» EXTRACT TO READ
= = =

Hi Adrienne,Welcome to HealingWell's CFS Forum!Oh yes, this is a real illness! Many, many people throughout the world have been "diagnosed" with it, although it is called by different names in some countries. However since no cause has yet been found for it, and no really effective treatment has been found, many Drs are still pretending that is an excuse not to treat their patient's symptoms. And I can easily understand how, in a small community, there are no Drs who have much of an understanding of CFS. It is for all these reasons that I typically try to encourage people to choose a Dr with whom they have or may potentially develop a good working relationship, or rapport. In a good working relationship, there is room for a patient to complain about one or more symptoms, and to have them treated, no matter what others might call that group of symptoms.
You mentioned there are only 3 Drs available in your community, and that you're now seeing your 2nd? I was just going to suggest, if you're feeling uncomfortable with that 2nd Dr now, but might not want to give him/her up, without knowing whether the 3rd might be worse, you could just call the 3rd, say you're looking for a new Dr, and ask if he/she treats CFS. And I would just suggest this as a way of helping you to make a decision, if you're "on the fence" about it. But if you're not there yet, just remember it for the future.
Another idea, would be to consult a "specialist" in a larger community, who could recommend a treatment strategy, which your local Dr would follow. If any problems develop "along the way" your local Dr could contact the "specialist" by phone (or email, fax, etc), for special instructions. So consulting a Dr some distance from where you live, doesn't require frequent travelling.

= = =

Records excerpted from a collection:

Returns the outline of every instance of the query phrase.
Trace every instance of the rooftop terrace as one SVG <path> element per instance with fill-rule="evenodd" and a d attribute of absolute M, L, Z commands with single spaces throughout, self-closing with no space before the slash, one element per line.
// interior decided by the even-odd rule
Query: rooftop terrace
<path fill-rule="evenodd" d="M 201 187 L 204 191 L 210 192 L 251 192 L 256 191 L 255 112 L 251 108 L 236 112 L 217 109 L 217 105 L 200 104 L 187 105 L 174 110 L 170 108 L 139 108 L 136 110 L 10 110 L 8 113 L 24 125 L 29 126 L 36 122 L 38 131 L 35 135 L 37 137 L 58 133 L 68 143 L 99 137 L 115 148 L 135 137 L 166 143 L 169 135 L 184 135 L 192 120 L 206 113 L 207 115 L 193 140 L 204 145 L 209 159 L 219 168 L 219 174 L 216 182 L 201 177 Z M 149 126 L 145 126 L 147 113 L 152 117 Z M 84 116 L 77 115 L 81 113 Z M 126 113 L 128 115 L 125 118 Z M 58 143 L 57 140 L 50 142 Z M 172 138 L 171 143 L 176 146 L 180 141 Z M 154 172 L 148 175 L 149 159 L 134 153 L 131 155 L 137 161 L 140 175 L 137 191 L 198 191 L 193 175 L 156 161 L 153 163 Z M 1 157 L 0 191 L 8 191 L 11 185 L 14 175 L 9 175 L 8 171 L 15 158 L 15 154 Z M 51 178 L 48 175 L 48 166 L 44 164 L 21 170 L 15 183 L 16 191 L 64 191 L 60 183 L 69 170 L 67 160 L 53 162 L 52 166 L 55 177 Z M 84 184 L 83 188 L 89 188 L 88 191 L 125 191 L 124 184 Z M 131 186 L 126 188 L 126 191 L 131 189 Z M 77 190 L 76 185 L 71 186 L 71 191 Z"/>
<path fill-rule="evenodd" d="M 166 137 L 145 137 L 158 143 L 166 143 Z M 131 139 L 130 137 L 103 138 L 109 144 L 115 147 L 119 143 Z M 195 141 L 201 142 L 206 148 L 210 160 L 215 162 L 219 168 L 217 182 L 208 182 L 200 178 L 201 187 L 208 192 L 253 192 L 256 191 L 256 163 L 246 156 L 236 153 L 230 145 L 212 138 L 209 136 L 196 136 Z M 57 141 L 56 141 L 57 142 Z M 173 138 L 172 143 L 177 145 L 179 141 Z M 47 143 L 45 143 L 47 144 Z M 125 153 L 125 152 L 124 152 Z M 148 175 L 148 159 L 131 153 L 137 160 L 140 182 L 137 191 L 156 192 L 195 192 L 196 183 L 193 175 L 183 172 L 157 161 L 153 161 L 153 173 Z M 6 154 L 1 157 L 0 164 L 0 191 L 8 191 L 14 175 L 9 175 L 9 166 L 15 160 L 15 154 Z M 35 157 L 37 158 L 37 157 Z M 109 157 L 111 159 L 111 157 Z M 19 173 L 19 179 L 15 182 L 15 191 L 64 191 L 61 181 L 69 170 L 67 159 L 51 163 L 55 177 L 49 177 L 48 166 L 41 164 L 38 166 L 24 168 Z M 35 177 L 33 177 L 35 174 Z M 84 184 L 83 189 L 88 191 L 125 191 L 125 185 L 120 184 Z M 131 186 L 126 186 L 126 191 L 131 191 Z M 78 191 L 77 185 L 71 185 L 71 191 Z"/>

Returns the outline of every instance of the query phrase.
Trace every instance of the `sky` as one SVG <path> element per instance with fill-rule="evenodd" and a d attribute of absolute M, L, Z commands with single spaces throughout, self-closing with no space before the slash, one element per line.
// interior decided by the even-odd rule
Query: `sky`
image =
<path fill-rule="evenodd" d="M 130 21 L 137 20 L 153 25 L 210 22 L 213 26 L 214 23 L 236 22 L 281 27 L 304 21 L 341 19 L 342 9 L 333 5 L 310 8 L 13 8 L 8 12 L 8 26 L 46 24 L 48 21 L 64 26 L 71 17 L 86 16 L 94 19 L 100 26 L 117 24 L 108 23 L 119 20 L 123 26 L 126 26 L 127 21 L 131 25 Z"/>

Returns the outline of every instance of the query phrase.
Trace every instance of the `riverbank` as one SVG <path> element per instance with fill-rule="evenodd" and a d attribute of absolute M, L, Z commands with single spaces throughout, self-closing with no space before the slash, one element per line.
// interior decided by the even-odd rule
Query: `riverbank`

= = =

» WHAT TO WORK ON
1 > Summarize the forum reply about chronic fatigue syndrome in two sentences.
2 > According to the forum reply about chronic fatigue syndrome, how many doctors are available in Adrienne's community?
3 > Carry on the forum reply about chronic fatigue syndrome from the point where it stops.

» RESPONSES FOR EACH TASK
1 > The reply affirms that CFS is a real illness, but says many doctors use its unknown cause and the lack of effective treatment as an excuse not to treat symptoms, so it urges choosing a doctor with whom a good working relationship is possible. It suggests calling the third local doctor to ask whether he or she treats CFS, or consulting a specialist in a larger community whose treatment strategy a local doctor could follow without frequent travel.

2 > Three.

3 >
In reading your list of symptoms, the first thing that strikes me, is I wonder if you have ever had a sleep study done. One interesting by-product of the increasing occurrence of CFS, is the discovery of a lot of sleep disorders which were previously believed to be unusual. A sleep study is when you go to sleep in a sleep lab for 3 to 5 nights in a row. They have you hooked up to all kinds of gizmos, to measure all the different brain waves and other things that indicate various sleep disorders. If you're diagnosed with a sleep disorder, and treated successfully, you might not need to have your other CFS symptoms treated (because they won't be so bad after you start sleeping better). It might not be done in your community, and you might have to arrange to have it done elsewhere, somewhere where you might have relatives or friends, where you could stay during the days. (Imagine going to visit friends or relatives out of town, but not having to put them out for overnights!)
If you want to look into it, make an appointment with your Dr. Explain that you think your symptoms might be caused by a sleep disorder, and ask where the nearest place is that you could have a sleep study done. And just take it from there. If you get a study, or if the Dr just wants to try different sleep meds, once you have that symptom under better control, then choose your next worse symptom. And again, just ask your Dr to treat it. This is actually how most of us who get treatment for CFS, get treatment. Almost no Drs specifically will treat CFS, since it can't be formally diagnosed. That's why, when we ask them to treat us for CFS, they give us such wild explanations. But if we just ask to have each symptom treated, one by one, we usually get some help.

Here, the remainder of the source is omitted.